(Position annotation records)
###
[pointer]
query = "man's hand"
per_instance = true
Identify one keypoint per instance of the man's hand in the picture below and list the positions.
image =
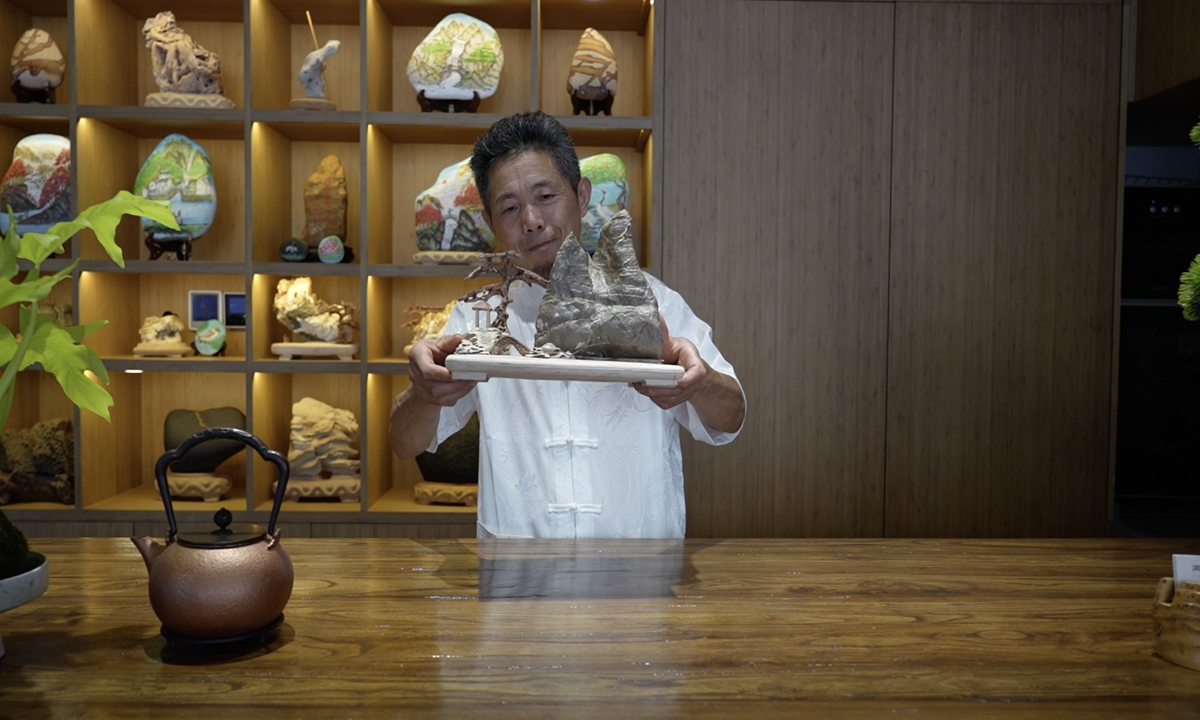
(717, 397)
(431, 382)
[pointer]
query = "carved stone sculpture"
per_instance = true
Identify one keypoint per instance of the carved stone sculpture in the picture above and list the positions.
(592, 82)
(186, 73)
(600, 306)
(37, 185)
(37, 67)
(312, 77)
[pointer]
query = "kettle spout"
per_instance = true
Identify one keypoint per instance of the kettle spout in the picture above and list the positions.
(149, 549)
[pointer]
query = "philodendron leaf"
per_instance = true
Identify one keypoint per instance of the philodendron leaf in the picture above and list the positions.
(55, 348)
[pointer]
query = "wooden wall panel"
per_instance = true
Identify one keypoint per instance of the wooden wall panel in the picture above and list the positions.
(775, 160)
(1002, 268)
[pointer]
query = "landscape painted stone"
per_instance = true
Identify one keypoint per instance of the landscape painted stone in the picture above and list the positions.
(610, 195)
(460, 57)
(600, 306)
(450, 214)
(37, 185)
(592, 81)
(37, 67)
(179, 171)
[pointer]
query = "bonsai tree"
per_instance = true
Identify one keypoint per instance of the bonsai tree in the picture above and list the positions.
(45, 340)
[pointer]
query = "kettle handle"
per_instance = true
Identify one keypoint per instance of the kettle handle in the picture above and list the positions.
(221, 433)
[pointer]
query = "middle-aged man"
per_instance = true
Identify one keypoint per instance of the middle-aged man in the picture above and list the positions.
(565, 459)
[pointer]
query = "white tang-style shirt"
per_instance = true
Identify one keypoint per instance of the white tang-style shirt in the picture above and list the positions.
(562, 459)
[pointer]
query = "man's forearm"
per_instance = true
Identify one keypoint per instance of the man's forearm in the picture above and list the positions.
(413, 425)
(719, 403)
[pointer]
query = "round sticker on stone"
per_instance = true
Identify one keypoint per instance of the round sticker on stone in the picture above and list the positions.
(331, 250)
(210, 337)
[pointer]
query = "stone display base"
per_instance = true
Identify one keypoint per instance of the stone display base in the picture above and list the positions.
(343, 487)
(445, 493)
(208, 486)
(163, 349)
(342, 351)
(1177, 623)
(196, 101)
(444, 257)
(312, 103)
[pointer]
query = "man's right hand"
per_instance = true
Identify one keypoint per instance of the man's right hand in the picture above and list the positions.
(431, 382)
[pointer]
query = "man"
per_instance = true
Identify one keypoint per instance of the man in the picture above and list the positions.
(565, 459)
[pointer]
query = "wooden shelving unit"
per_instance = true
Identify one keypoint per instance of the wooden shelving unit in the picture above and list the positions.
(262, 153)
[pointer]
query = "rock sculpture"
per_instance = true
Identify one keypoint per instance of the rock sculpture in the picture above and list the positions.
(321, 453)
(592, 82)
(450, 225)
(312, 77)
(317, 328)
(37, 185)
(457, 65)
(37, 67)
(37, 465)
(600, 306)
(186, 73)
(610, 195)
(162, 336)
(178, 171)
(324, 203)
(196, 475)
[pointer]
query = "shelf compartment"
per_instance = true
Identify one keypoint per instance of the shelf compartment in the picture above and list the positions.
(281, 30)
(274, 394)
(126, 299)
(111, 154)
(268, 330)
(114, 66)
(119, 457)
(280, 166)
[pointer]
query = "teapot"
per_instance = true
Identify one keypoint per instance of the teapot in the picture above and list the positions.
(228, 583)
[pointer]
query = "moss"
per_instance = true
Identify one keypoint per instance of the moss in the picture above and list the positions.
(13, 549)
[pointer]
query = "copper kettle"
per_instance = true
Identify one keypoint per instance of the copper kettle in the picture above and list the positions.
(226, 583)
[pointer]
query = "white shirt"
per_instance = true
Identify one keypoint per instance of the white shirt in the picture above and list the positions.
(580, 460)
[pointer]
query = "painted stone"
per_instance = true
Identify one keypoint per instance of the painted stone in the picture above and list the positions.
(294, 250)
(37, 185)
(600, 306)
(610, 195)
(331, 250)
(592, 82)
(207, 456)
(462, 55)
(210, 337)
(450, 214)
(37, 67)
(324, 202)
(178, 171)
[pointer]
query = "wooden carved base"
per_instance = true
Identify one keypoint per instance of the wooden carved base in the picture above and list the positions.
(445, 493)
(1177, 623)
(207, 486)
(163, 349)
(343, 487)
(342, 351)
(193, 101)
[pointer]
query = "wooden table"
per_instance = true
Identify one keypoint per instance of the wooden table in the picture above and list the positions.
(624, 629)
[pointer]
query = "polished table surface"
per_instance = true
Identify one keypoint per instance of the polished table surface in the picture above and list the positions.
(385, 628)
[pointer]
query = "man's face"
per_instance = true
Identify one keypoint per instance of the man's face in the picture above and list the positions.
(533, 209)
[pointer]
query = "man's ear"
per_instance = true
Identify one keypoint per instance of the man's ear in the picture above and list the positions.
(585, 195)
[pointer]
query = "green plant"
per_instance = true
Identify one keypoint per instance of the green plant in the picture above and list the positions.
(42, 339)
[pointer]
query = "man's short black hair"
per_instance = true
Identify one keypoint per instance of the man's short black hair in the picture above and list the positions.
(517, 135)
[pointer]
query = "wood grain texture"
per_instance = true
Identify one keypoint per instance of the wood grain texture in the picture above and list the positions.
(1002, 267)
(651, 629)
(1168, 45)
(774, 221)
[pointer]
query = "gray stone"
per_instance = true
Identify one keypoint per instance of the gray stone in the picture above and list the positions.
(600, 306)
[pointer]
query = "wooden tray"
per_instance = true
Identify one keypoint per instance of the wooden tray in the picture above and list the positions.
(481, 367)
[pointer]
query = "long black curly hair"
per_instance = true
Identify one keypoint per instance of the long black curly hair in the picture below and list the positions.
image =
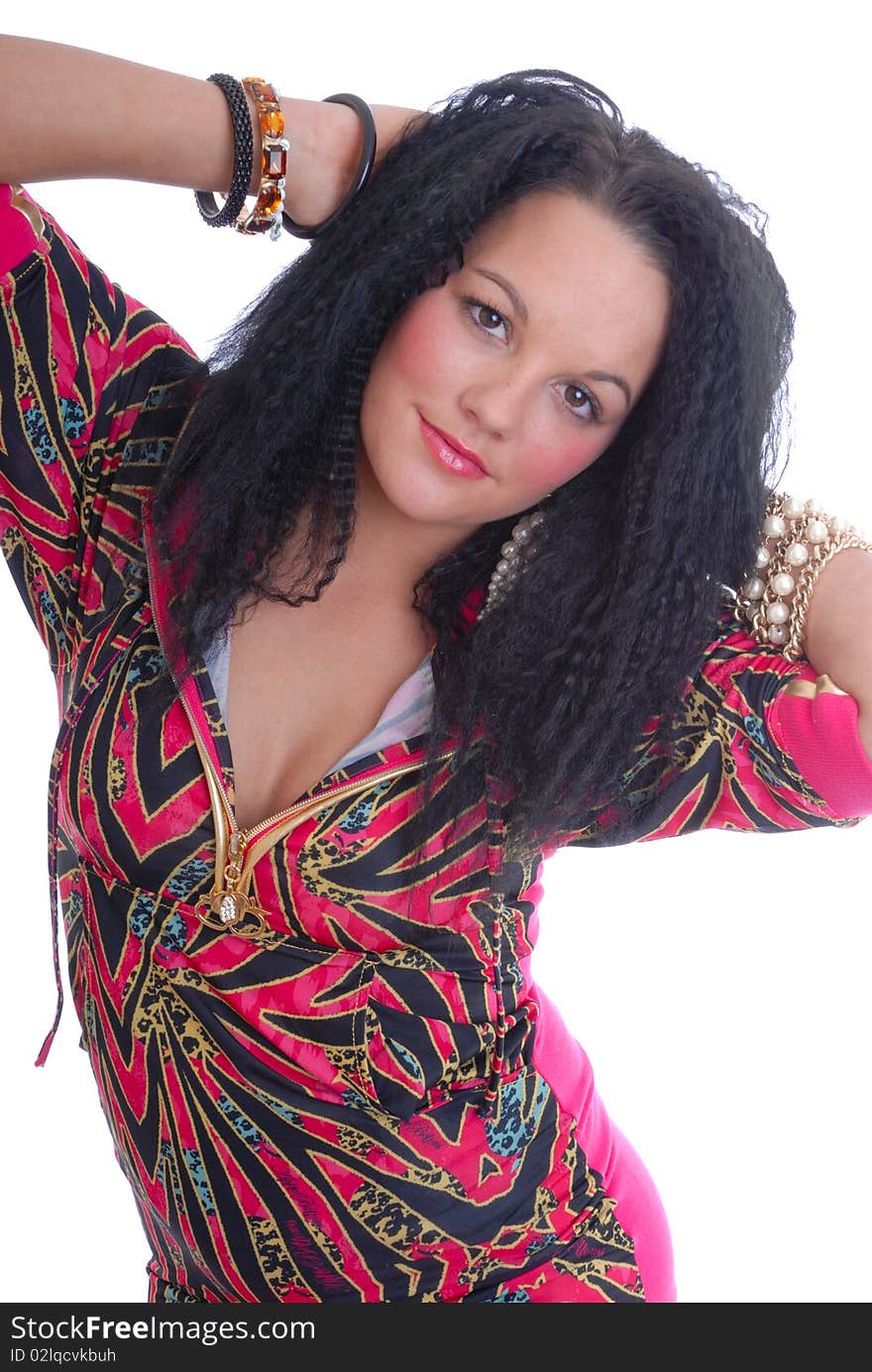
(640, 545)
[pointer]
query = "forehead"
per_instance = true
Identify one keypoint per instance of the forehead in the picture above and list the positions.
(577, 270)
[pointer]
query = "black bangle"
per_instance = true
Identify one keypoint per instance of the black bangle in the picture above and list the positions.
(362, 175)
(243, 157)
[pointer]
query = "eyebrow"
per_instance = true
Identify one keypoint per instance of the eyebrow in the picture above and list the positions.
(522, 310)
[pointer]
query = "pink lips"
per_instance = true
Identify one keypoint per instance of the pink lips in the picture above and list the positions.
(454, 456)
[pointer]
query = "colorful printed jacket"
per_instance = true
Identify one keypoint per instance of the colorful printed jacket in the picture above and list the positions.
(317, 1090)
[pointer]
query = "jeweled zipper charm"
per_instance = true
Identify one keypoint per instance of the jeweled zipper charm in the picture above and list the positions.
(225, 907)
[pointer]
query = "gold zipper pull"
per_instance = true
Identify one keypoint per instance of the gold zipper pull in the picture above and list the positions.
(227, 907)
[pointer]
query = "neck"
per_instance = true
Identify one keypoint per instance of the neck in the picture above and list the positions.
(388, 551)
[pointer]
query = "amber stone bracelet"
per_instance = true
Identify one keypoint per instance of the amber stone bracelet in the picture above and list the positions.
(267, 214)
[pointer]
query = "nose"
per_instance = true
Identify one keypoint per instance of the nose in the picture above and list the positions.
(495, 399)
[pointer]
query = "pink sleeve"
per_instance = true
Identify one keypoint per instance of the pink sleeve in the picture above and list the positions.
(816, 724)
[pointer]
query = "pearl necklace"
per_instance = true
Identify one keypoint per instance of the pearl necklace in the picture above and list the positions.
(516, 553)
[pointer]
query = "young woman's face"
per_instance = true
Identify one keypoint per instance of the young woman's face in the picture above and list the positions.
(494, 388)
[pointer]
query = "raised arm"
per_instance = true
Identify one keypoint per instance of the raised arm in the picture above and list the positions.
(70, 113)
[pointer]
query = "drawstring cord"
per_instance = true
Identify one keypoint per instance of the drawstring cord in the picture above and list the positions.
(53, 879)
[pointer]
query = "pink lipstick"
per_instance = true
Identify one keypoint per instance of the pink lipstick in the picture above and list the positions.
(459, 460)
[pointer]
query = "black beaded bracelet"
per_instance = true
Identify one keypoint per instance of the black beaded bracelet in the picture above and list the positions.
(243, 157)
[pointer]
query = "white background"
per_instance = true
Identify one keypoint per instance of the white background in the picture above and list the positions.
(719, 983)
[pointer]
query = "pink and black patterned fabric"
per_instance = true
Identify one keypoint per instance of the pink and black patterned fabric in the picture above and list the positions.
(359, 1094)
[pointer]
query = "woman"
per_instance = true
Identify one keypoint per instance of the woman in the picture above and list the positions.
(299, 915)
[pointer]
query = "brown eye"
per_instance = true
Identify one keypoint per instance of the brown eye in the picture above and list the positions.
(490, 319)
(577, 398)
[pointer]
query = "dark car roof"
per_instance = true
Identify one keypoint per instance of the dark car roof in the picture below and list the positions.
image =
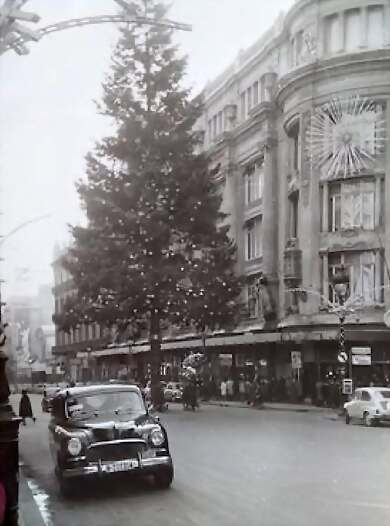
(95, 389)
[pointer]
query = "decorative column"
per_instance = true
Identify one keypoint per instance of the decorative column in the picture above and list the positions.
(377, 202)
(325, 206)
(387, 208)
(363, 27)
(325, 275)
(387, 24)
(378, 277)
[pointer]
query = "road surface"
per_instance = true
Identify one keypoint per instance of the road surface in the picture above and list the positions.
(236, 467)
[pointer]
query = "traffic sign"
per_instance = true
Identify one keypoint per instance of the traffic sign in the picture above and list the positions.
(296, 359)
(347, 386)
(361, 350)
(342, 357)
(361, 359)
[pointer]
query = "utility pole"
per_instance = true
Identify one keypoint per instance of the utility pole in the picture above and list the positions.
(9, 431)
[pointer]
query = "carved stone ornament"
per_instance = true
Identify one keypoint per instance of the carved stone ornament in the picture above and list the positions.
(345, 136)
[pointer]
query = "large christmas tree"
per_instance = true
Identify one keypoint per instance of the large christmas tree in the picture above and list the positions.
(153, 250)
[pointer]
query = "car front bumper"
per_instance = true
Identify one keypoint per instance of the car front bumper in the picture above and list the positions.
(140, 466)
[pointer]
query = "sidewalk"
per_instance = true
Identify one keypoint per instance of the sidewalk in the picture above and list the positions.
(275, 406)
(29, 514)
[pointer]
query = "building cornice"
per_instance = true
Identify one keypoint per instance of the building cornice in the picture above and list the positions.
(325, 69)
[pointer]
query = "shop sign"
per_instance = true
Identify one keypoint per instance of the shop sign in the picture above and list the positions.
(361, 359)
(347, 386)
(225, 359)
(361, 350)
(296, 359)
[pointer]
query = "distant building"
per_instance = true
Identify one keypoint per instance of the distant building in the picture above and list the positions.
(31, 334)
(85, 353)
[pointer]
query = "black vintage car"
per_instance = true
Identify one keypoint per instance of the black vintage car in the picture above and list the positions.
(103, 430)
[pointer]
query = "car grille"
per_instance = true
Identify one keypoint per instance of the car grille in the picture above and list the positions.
###
> [Problem to solve] Locate every line in the records above that contains the string "traffic", and copy each of those lines.

> [Written solution]
query = "traffic sign"
Identify one keypoint per instance of the traffic sign in the picture above and list the positions.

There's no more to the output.